EXERCISE REQUIREMENTS: In the data below, rewrite the part that opens with the line containing "Wanted = one point per instance on the denim" and closes with the line containing "x=490, y=152" as a numbered list, one line per item, skipping any blank lines.

DATA LINES:
════

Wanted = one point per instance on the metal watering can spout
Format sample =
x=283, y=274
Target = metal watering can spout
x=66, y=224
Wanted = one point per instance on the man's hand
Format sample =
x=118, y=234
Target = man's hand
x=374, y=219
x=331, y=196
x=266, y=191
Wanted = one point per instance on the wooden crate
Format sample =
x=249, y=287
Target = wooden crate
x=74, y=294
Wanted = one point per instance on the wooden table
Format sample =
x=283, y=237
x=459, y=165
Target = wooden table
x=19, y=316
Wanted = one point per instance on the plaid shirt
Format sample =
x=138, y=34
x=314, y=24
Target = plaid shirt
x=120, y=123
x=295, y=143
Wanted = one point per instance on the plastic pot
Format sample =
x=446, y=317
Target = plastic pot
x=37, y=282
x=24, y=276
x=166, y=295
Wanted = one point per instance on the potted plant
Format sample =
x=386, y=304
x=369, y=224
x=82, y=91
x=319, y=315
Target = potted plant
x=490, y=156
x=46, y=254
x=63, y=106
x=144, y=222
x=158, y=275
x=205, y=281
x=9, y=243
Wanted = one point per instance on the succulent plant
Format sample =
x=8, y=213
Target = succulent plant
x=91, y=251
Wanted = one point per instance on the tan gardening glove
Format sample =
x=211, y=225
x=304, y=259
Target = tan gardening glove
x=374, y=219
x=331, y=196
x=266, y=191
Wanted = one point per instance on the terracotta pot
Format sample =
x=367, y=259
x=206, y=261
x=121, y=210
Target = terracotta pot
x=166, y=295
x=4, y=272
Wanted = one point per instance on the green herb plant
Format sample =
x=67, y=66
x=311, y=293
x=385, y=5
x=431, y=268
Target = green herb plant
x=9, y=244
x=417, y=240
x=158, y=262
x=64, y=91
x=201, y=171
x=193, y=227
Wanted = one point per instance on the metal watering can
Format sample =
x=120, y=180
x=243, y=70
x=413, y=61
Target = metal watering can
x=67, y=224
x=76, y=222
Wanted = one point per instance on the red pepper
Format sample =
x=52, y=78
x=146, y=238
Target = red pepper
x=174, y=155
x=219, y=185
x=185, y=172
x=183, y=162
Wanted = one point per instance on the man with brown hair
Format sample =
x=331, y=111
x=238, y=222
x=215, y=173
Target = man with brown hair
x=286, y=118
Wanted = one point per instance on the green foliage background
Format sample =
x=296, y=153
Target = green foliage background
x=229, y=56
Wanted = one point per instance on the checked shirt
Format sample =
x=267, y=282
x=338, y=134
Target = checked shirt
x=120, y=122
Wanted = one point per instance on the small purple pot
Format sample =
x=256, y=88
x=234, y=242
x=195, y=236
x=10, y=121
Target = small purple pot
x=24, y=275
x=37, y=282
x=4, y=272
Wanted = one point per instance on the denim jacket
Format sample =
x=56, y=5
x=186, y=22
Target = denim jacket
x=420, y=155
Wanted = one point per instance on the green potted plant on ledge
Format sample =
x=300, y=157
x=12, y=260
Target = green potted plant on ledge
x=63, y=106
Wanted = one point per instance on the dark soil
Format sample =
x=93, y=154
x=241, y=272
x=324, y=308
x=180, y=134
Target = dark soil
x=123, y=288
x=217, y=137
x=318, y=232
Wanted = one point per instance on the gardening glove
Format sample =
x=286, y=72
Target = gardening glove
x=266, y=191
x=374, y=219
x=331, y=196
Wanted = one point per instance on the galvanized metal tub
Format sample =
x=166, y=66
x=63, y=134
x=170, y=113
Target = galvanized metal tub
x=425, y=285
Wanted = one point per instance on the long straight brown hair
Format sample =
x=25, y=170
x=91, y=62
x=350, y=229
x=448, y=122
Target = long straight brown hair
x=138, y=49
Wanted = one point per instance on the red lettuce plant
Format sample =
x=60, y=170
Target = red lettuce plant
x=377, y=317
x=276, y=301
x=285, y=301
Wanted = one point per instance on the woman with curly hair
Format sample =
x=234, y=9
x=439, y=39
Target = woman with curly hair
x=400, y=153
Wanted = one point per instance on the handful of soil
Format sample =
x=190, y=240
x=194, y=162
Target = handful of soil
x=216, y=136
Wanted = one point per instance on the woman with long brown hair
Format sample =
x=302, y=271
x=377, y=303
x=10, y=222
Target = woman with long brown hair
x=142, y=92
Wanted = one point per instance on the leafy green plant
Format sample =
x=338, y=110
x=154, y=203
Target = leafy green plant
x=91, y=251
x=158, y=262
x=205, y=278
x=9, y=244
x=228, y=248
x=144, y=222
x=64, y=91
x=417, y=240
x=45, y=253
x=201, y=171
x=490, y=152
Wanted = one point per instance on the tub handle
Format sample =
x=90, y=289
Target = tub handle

════

FULL OUTPUT:
1. Wanted = one point per instance on the denim jacket
2. Format sample =
3. x=56, y=5
4. x=186, y=22
5. Target = denim jacket
6. x=420, y=155
7. Wanted = one point per instance on the green potted plant on ledge
8. Format sample =
9. x=300, y=157
10. x=12, y=260
11. Target = green potted plant on ledge
12. x=63, y=106
13. Wanted = one point per instance on the dark soil
14. Format sample =
15. x=93, y=154
16. x=241, y=272
17. x=324, y=308
18. x=180, y=134
19. Target = dark soil
20. x=123, y=288
21. x=217, y=137
22. x=318, y=232
23. Wanted = one point per instance on the gardening glove
24. Format sample =
25. x=286, y=72
26. Target = gardening glove
27. x=266, y=191
28. x=374, y=219
29. x=331, y=196
30. Wanted = one point per instance on the galvanized metal tub
31. Format sample =
32. x=166, y=66
33. x=63, y=134
34. x=170, y=113
35. Target = galvanized metal tub
36. x=425, y=285
37. Wanted = one point per instance on the long straight brown hair
38. Format sample =
39. x=25, y=170
40. x=91, y=62
41. x=350, y=229
42. x=448, y=122
43. Target = long straight brown hair
44. x=138, y=49
45. Wanted = one point per instance on the red lettuce plant
46. Format sample =
47. x=60, y=170
48. Target = red lettuce plant
49. x=377, y=317
50. x=276, y=301
51. x=285, y=301
52. Wanted = one point per instance on the woman with curly hair
53. Format sample =
54. x=234, y=9
55. x=439, y=39
56. Target = woman with curly hair
57. x=400, y=153
58. Wanted = one point per instance on the handful of soil
59. Format sample =
60. x=190, y=240
61. x=194, y=162
62. Target = handful of soil
63. x=216, y=136
64. Wanted = one point per instance on the woman with long brown hair
65. Format sample =
66. x=302, y=271
67. x=377, y=303
68. x=10, y=222
69. Target = woman with long brown hair
70. x=142, y=92
71. Wanted = one point per instance on the leafy green plant
72. Format sample =
73. x=338, y=110
74. x=154, y=203
75. Target = leafy green plant
76. x=91, y=251
77. x=158, y=262
78. x=205, y=278
79. x=9, y=244
80. x=228, y=248
81. x=144, y=222
82. x=64, y=91
83. x=417, y=240
84. x=45, y=253
85. x=201, y=171
86. x=490, y=152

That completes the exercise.